─── Data extracts
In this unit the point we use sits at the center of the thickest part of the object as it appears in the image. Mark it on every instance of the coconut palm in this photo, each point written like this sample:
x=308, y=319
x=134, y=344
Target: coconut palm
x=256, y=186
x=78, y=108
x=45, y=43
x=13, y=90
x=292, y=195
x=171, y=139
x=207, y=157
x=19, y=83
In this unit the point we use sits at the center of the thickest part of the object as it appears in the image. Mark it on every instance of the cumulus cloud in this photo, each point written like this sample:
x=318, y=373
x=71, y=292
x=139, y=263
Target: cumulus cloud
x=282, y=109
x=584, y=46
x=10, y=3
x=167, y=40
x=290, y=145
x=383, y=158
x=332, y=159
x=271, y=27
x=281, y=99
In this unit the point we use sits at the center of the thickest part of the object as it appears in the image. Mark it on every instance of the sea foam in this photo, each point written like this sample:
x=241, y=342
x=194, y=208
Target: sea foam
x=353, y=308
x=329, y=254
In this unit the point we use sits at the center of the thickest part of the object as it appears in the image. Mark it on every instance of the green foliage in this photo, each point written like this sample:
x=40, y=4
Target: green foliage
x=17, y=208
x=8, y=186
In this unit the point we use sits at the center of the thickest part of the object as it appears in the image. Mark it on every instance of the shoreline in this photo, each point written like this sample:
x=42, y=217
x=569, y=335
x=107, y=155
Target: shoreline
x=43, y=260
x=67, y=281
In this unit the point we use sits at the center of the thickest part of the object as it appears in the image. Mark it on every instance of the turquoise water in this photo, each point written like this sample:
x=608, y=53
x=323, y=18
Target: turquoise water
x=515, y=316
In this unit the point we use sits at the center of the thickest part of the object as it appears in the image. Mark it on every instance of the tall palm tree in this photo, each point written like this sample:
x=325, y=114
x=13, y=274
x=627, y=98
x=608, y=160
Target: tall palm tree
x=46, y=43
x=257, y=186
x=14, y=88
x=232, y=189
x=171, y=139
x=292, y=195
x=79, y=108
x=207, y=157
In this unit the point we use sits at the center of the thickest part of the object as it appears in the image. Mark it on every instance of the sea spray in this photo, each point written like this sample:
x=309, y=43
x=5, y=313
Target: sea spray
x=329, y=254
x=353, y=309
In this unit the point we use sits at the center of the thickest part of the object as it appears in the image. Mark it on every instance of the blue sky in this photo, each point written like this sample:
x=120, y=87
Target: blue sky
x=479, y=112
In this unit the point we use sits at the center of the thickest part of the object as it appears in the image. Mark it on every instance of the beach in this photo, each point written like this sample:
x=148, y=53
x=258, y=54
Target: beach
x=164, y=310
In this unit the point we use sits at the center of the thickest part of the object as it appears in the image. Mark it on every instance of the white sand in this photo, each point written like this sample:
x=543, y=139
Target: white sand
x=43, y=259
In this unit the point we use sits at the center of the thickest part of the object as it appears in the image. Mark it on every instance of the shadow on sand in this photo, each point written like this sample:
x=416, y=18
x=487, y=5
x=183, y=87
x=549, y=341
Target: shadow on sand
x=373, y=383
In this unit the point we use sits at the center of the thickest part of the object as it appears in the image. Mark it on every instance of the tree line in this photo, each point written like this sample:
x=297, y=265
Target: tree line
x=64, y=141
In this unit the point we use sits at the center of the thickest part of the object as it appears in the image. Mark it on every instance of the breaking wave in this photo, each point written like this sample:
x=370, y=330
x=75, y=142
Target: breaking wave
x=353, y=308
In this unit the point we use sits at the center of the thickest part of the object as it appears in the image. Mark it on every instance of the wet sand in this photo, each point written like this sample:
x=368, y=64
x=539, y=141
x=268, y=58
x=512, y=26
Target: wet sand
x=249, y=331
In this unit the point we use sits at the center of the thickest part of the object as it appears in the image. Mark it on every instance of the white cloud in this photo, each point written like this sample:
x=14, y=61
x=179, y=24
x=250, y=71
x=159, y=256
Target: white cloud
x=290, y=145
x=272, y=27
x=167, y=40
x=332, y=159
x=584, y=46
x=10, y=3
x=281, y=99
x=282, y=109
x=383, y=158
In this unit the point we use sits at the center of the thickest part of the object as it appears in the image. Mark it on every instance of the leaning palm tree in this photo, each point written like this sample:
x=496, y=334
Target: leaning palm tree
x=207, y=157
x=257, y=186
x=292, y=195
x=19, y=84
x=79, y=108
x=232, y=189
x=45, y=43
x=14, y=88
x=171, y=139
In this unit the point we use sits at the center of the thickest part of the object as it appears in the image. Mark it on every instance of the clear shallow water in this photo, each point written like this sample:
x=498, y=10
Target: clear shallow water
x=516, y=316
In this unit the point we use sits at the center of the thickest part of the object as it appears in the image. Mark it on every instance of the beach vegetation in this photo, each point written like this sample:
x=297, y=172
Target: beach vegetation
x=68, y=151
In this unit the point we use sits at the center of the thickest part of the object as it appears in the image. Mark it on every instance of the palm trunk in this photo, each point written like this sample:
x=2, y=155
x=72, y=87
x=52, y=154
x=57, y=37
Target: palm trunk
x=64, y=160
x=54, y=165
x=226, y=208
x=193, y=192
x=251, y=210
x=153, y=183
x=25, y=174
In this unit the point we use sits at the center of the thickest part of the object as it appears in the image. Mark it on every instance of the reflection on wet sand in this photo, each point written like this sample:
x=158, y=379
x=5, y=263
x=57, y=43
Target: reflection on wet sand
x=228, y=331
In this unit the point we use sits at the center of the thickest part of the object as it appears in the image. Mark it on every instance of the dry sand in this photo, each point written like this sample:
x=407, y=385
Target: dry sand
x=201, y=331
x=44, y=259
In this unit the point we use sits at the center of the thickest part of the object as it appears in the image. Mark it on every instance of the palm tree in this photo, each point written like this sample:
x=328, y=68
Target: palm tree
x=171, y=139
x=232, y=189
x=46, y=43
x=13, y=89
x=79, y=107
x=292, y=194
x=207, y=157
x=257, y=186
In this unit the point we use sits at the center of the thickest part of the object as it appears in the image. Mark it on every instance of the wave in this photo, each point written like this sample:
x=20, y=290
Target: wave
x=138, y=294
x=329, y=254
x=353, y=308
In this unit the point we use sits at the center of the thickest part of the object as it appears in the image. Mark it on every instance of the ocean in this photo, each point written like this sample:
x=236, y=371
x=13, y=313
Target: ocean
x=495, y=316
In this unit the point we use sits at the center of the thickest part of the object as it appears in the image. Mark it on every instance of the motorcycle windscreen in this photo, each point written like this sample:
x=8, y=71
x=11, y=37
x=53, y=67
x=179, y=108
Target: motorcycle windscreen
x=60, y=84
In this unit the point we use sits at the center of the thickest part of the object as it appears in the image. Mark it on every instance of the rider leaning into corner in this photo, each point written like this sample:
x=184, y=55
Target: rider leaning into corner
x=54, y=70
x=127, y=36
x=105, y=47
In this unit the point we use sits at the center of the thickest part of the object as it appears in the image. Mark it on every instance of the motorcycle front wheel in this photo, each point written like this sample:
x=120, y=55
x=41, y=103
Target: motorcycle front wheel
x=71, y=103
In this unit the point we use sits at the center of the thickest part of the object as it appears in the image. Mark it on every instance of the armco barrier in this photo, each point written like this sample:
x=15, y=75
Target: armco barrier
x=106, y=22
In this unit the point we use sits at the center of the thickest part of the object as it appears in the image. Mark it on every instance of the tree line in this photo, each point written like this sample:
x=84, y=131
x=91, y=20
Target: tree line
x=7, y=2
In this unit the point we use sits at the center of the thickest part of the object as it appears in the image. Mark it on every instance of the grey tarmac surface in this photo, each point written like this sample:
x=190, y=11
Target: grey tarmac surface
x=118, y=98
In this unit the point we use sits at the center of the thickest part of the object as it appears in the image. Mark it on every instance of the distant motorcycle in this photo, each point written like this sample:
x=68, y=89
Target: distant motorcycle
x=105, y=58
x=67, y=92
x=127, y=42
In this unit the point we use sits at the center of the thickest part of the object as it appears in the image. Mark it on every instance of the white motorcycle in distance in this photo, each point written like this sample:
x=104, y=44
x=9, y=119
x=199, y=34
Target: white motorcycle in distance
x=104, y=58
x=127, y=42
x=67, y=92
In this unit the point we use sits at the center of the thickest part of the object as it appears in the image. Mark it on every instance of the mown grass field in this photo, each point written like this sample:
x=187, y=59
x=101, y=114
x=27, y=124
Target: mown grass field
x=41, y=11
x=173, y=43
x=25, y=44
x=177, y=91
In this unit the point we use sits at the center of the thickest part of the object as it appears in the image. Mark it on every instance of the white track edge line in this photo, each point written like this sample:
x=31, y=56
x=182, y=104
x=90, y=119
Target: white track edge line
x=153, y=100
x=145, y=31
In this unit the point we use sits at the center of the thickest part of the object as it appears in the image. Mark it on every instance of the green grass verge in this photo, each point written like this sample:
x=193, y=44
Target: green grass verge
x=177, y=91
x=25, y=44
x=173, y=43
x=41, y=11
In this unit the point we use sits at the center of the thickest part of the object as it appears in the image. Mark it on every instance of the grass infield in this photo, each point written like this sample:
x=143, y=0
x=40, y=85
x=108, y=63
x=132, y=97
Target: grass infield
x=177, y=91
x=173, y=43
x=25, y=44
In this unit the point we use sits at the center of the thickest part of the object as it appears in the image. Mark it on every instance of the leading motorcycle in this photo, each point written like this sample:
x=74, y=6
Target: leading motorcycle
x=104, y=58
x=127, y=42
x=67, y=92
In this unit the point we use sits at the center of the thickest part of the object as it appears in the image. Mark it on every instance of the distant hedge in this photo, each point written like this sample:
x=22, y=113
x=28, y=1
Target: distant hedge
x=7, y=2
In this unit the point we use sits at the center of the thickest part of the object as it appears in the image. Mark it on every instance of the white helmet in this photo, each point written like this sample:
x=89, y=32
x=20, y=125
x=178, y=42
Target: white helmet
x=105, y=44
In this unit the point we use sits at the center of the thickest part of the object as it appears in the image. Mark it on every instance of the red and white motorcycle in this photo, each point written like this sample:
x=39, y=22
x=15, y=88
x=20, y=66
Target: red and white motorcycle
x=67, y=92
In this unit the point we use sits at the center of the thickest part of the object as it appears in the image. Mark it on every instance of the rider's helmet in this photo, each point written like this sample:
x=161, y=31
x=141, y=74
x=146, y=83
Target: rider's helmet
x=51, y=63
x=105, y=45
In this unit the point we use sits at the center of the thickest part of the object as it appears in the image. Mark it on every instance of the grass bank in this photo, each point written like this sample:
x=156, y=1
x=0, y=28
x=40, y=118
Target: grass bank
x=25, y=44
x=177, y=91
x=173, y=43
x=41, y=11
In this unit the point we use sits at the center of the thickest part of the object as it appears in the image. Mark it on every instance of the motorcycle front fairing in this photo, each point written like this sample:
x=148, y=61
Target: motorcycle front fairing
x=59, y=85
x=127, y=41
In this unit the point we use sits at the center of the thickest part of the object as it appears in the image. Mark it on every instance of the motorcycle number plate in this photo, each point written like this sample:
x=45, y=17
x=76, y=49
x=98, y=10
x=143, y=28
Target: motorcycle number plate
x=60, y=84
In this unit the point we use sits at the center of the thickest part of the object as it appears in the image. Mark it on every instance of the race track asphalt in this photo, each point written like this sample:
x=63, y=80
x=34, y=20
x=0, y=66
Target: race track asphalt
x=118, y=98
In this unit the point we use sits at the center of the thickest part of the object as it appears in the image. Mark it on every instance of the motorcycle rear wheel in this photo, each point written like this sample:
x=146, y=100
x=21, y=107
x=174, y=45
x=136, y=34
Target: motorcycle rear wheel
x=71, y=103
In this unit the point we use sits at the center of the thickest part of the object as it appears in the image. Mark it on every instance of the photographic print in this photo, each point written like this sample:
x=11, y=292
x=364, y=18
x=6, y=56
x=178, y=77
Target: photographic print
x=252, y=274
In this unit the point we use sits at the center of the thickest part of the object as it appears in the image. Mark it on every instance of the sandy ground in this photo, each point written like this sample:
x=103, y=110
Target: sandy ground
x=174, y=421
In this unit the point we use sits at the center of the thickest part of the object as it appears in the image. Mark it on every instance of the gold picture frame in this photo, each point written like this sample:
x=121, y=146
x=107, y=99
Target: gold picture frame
──────
## Assignment
The lines above from the one containing "the wet sand" through the one containing "x=512, y=26" are to be set down exactly, and no others.

## Response to the exercise
In this unit the point we use sits at the center of the thickest part of the object as it appears in the image. Mark it on every instance of the wet sand in this photo, each point written like this sample:
x=368, y=64
x=539, y=141
x=268, y=58
x=512, y=26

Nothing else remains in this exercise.